- **Extrait du texte**
--
Le thème de cette cinquième édition, « ma cantine en ville », avait donné lieu l'an dernier à une exposition au VIA assortie d'un colloque. Puisant dans la foisonnante typologie établie alors, les trente dispositifs primés (sur 400 dossiers reçus) disent la variété des moyens mis en oeuvre à travers le monde pour nourrir les citadins pressés, et rassemblent en un même objet, mobile et modulable, de multiples fonctions : transporter les aliments (à vélo, à mobylette, par porteur, etc.), les conserver, les préparer, les cuire, les présenter et les consommer. Une façon de montrer que la « street food », pratique universelle en plein renouveau sous nos latitudes, ne se limite pas aux food trucks et autres baraques à frites, ni même au seul acte de manger… Pour Fiona Meadows, responsable de programmes à la Cité de l’architecture et organisatrice de Minimaousse 5, la cuisine de rue permet d’abord de questionner nos usages de l’espace urbain contemporain, et notamment de ses « vides » : « à l’origine du concours, explique-t-elle, notre intérêt pour les espaces publics et le constat que nos sociétés avaient tendance à en exclure la street food, sinon à l’interdire. »
--
- **Extrait des données**
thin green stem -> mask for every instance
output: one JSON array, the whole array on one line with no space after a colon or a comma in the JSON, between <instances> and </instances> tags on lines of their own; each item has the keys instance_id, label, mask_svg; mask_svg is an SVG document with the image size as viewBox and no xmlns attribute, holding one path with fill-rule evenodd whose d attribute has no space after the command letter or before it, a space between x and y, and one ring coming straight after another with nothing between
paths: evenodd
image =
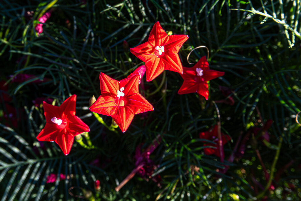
--
- **Votre travail**
1 – Quelles fonctions les dispositifs primés réunissent-ils en un même objet, d'après l'extrait ? Citez-les toutes.
2 – D'après l'extrait, qu'est-ce qui a conduit à la création du concours, selon Fiona Meadows ?
Ce matériel n'a aucun rapport avec l'extrait.

- **Résultats attendus**
1 – Transporter les aliments, les conserver, les préparer, les cuire, les présenter et les consommer.

2 – Le concours est né de l'intérêt de ses organisateurs pour les espaces publics. Il vient aussi du constat que nos sociétés avaient tendance à en exclure la street food, voire à l'interdire.